§ INSTRUCTIONS FOR THE TASK
Update everything from the line containing "of the snowflake" down to the line containing "x=151 y=250" by swapping "component" for "system" and leaving everything else unchanged, and return only that stretch.

§ MATERIAL FOR THIS EXERCISE
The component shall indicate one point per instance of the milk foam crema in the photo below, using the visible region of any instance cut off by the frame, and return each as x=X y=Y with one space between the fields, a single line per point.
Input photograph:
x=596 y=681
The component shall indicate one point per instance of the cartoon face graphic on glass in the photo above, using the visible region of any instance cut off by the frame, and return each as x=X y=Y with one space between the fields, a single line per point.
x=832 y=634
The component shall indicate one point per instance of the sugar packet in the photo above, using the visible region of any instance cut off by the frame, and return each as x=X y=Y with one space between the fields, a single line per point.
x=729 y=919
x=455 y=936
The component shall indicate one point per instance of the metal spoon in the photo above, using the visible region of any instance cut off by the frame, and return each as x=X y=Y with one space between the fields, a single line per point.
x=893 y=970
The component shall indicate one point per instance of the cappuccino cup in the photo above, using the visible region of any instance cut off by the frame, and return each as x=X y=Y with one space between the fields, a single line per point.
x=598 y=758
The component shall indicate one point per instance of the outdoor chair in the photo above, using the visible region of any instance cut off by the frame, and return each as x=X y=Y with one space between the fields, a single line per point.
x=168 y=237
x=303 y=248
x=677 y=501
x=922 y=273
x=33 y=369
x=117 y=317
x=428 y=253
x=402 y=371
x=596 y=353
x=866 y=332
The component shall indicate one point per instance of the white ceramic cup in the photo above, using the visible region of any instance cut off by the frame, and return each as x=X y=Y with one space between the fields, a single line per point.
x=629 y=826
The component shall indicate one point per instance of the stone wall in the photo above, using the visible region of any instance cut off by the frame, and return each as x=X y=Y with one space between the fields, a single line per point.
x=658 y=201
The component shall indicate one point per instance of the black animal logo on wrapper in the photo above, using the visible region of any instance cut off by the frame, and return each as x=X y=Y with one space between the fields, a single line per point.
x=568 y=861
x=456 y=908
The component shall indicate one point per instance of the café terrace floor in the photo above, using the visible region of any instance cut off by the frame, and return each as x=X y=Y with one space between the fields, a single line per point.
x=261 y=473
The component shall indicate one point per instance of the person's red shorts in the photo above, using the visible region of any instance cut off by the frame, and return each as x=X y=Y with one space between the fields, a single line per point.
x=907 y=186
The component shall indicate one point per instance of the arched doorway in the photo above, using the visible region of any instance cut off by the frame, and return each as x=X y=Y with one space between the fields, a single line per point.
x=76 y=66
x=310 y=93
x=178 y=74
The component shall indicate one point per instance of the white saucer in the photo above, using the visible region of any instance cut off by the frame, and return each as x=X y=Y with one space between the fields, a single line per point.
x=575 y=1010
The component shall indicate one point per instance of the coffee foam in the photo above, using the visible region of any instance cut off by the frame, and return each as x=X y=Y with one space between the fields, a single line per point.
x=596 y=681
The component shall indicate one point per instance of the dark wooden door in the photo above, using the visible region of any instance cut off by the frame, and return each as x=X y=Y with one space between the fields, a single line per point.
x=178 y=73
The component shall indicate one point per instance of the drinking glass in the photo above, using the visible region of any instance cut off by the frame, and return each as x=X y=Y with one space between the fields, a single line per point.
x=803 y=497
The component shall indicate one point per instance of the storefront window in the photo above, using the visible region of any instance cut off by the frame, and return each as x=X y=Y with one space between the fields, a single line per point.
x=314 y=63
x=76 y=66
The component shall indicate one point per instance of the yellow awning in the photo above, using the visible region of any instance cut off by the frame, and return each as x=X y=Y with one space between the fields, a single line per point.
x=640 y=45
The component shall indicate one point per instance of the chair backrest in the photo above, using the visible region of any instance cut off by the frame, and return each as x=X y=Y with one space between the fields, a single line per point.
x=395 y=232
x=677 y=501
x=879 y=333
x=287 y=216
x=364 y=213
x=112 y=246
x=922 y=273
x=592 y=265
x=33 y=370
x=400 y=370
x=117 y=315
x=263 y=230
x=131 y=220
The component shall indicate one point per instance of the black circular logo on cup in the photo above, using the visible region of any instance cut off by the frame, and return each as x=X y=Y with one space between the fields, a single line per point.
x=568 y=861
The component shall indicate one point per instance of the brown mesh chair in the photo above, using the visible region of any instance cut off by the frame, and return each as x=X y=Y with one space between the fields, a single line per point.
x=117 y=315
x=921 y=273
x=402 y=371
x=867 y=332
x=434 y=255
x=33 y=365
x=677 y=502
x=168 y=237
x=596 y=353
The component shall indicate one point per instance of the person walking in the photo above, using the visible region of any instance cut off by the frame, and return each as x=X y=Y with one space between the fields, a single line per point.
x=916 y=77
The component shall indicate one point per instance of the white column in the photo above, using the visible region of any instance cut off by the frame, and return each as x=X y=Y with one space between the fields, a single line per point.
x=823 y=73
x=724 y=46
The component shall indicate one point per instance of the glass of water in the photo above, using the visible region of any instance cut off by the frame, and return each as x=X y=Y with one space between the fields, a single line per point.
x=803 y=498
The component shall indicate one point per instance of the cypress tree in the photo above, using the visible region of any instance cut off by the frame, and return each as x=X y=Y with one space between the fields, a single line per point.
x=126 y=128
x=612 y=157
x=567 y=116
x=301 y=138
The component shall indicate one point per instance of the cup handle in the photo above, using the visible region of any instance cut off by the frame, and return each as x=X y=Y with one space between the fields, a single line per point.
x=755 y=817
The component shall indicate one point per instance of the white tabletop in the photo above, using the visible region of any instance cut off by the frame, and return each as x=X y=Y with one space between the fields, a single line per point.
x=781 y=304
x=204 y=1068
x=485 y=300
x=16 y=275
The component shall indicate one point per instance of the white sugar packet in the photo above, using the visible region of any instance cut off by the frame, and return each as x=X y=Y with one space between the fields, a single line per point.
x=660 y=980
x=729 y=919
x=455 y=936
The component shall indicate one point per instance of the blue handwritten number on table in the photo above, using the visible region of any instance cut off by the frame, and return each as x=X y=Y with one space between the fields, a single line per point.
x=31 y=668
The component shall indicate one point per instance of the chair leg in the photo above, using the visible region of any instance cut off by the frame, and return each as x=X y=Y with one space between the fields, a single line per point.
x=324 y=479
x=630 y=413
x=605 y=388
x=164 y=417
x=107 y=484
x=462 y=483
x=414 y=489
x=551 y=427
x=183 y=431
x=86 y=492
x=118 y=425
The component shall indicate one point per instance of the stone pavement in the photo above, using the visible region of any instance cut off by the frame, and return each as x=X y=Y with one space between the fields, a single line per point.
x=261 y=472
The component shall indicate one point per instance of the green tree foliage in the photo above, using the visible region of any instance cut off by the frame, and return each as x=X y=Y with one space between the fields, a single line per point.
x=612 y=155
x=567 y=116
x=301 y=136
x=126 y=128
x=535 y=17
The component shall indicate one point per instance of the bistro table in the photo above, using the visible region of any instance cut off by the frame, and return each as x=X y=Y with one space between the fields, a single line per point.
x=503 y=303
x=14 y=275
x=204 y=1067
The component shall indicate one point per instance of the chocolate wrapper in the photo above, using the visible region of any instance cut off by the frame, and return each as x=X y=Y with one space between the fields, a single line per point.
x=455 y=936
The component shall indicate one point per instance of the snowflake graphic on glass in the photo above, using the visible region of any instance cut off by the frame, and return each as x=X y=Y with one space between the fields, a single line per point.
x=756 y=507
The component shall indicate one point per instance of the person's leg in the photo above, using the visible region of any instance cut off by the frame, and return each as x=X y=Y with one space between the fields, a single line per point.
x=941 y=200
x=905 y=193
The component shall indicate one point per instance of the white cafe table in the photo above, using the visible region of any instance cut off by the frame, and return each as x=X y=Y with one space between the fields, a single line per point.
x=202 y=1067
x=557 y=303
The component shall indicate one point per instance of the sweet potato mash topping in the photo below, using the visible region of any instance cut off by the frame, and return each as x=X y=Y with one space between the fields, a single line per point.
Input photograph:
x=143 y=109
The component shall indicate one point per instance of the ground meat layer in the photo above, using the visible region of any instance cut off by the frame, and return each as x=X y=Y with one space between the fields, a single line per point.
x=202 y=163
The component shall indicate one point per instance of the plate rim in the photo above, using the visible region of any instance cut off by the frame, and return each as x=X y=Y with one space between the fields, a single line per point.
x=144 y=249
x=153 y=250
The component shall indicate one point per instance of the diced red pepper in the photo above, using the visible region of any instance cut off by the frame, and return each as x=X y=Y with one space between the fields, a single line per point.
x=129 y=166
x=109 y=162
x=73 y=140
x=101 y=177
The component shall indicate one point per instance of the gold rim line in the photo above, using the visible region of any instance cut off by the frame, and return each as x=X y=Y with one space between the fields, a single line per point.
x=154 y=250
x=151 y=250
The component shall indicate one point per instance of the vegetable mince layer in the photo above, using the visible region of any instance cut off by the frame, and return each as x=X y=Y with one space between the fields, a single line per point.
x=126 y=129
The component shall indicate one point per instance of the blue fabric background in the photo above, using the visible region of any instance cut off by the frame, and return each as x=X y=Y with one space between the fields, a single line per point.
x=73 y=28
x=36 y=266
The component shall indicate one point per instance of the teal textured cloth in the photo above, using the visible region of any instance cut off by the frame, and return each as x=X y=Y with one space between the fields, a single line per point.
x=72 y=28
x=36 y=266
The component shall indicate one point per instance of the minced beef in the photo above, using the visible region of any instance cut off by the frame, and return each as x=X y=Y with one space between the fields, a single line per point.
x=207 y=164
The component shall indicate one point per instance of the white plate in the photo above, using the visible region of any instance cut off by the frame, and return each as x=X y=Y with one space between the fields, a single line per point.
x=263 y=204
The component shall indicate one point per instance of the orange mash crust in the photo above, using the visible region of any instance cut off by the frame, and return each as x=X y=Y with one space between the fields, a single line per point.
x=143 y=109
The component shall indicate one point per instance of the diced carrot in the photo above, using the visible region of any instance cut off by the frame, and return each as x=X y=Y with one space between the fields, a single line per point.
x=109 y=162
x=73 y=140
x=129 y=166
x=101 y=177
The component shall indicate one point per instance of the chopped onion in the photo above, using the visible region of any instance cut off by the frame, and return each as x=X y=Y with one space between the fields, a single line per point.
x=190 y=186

§ RESPONSE TO THE EXERCISE
The system shall indicate one point per instance of the snowflake graphic on glass in the photo above, using the visible region of any instance cut off by the frame, and return each as x=X y=Y with one space between the fields, a single line per point.
x=756 y=507
The system shall indicate one point per instance of the person's leg in the photo above, using the visible region of any instance cut off by the frame, and return each as x=X y=Y with one space between the fields, a single line per point.
x=941 y=200
x=905 y=193
The system shall indicate one point per instance of the white cafe table in the photo above, using the visible region of any instance cut off by the frame, and return each as x=X y=Y with one space between the fields, a single line per point.
x=202 y=1067
x=557 y=303
The system shall indicate one point per instance of the sweet potato mash topping in the photo below, using the visible region of any instance cut off by the frame, and return each as x=X y=Y with one space between the fields, a single line per point.
Input photograph:
x=143 y=109
The system shall indicate one point per instance of the ground meat layer in the photo above, using the visible region of any instance cut off by the frame, and return each as x=X y=Y with one space between the fields, a single line per point.
x=202 y=163
The system shall indicate one point per instance of the plate rim in the photo above, using the visible region of any instance cut off by the frame, and return each as x=X y=Y with one space between the fields, a single line per point.
x=144 y=249
x=153 y=250
The system shall indicate one point per instance of the diced red pepper in the photo above, using the visible region of any instance cut off by the frame, and return each as x=X y=Y with one space between the fields, a single line per point.
x=129 y=166
x=109 y=162
x=73 y=140
x=101 y=177
The system shall indicate one point per instance of the gold rim line in the photo above, using the visible region of any instance cut off by the frame, and return each as x=X y=Y with one space between the fields, a single line per point.
x=154 y=250
x=151 y=250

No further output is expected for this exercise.